▸ **DETALLES DE LA TAREA**
¿Puedes retomar el texto sobre la fe a partir de su última oración?

▸ **FRAGMENTO**
================================

Fe

No creo que haya en nuestro diccionario otra palabra tan corta -con dos simples letras- y que encierre tanto contenido como ésta: “fe”. No es fácil hablar abiertamente sobre este tema en un periódico de información general. Salvo honrosas excepciones, los medios de comunicación suelen renunciar a abordar el misterio de la fe, y se limitan a las noticias eclesiásticas, mejor o peor ofrecidas. Por ejemplo, en próximas fechas seremos testigos de un bombardeo de informaciones y desinformaciones en torno a la renovación de cargos en la Conferencia Episcopal Española. Curiosamente, en esta sociedad secularizada que reivindica la bandera laicista, tienen más cabida en los “mass media” los temas clericales, que las preguntas que el ser humano se hace sobre el sentido de su existencia, a las que responde la fe.

================================

▸ **REGISTROS LISTADOS**
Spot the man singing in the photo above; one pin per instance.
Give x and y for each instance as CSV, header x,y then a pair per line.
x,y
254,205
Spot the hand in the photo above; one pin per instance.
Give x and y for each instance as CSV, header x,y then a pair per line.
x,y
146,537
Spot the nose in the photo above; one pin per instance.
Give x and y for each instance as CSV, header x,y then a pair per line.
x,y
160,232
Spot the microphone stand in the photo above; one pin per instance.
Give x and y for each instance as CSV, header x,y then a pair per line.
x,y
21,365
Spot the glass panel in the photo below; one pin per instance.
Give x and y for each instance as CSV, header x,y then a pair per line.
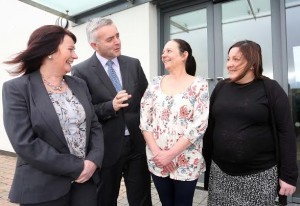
x,y
192,27
250,20
72,7
293,51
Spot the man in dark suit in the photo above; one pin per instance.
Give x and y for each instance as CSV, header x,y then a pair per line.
x,y
118,109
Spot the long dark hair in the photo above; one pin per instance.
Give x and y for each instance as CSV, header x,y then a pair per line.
x,y
252,53
190,64
43,42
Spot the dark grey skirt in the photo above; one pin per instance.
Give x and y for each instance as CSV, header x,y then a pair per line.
x,y
248,190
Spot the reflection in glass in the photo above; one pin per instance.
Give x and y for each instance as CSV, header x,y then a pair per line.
x,y
243,20
192,27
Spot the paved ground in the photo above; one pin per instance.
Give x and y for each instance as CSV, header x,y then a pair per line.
x,y
7,167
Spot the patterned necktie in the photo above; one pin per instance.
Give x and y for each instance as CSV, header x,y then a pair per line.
x,y
113,76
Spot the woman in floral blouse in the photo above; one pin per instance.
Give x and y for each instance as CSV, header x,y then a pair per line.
x,y
174,114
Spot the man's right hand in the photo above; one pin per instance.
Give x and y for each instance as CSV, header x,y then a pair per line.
x,y
120,100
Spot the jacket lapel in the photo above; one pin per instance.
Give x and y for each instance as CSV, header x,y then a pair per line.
x,y
124,72
78,91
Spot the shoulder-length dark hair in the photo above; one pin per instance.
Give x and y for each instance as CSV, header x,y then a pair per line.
x,y
252,53
190,64
43,42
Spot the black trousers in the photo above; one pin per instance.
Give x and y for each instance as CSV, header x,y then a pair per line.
x,y
81,194
133,168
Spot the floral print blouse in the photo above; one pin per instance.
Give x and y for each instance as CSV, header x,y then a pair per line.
x,y
171,117
71,115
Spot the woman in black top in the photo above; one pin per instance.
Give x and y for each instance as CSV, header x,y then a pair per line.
x,y
249,146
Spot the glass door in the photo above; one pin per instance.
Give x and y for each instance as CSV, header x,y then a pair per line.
x,y
293,55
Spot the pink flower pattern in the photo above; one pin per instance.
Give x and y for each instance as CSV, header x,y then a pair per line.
x,y
170,118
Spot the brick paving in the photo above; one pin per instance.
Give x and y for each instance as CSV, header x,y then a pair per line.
x,y
7,168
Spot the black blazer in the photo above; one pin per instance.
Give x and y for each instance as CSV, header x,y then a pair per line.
x,y
45,168
103,92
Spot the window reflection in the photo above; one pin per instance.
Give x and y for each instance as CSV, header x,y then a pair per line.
x,y
248,20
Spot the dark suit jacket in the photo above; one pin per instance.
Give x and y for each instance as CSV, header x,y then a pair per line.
x,y
45,167
103,92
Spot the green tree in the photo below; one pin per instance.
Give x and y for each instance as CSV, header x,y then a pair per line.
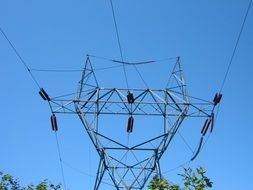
x,y
193,180
7,182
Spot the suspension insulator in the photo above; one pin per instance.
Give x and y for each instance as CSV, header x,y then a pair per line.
x,y
130,98
130,124
54,122
217,98
206,126
44,95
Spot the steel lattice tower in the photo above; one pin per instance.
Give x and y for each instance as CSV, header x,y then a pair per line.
x,y
130,165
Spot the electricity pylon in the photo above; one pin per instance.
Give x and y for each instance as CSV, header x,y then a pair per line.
x,y
105,112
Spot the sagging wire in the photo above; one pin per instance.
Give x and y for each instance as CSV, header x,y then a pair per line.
x,y
42,93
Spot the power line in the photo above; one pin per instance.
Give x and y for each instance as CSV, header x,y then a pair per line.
x,y
19,56
119,44
236,45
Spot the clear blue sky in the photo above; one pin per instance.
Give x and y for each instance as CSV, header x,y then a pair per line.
x,y
58,35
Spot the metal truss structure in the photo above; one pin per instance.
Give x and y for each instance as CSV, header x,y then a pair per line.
x,y
130,165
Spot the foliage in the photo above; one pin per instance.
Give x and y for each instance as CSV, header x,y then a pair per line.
x,y
158,184
7,182
192,181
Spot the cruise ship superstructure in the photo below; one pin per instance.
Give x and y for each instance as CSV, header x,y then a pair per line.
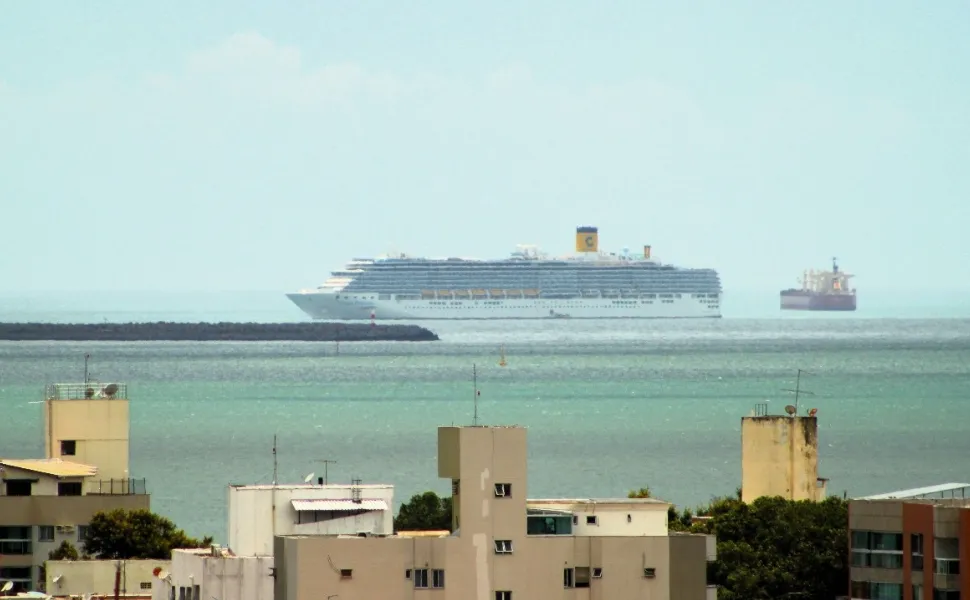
x,y
526,285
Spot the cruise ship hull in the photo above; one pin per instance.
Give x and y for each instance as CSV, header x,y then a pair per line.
x,y
820,302
344,306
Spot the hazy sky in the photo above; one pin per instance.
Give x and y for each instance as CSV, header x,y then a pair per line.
x,y
231,145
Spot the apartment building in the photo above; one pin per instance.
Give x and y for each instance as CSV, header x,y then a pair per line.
x,y
911,544
503,546
45,501
257,513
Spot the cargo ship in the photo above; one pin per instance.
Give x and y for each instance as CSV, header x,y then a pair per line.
x,y
821,290
527,285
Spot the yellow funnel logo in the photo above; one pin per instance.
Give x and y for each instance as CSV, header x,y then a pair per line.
x,y
587,239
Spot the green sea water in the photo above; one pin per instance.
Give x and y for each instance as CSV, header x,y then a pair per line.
x,y
610,405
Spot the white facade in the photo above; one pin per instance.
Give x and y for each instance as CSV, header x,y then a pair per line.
x,y
305,509
611,517
216,574
79,577
349,306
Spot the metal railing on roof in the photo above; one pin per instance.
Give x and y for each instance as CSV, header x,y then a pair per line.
x,y
85,391
118,487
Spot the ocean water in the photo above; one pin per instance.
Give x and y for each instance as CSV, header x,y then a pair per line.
x,y
610,405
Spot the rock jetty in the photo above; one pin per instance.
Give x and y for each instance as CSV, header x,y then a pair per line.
x,y
214,332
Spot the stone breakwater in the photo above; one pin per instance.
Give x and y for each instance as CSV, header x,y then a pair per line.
x,y
214,332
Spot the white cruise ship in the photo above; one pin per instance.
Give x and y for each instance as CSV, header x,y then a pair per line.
x,y
526,285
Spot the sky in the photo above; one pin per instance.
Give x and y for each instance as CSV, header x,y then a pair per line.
x,y
235,145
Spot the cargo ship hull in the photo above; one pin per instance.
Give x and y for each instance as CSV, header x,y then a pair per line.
x,y
799,300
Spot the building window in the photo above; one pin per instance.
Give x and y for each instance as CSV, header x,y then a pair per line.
x,y
16,540
420,578
877,549
947,566
45,533
68,448
19,487
916,550
69,488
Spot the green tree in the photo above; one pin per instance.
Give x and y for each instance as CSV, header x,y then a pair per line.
x,y
424,512
125,534
66,551
776,548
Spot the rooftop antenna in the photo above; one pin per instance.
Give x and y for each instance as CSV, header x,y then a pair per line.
x,y
326,464
475,389
798,390
273,491
275,462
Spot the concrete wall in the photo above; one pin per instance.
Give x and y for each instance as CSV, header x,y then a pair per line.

================================

▸ **RESPUESTA**
Fe y superstición

La prueba de la gran importancia y necesidad de la fe para una correcta cosmovisión de la vida, es el hecho inexorable de que en la medida que nuestra cultura se vacía de Dios, se va llenando de ídolos. Como decía Chesterton, cuando los hombres pierden la fe en Dios, no es que dejen de creer, es que se lo creen todo. En contra de lo que el ateísmo ha pretendido transmitir, lo contrario de la fe no es la razón, sino la superstición. En el lenguaje bíblico, el abandono de Dios se expresa como una entrega a la idolatría; mientras que en el lenguaje moderno diríamos que quienes se alejan de Dios acostumbran a acercarse al ocultismo, al esoterismo y a otros sucedáneos de la fe, que lejos de dignificar al hombre, le hacen esclavo de sus miedos y fácilmente manipulable.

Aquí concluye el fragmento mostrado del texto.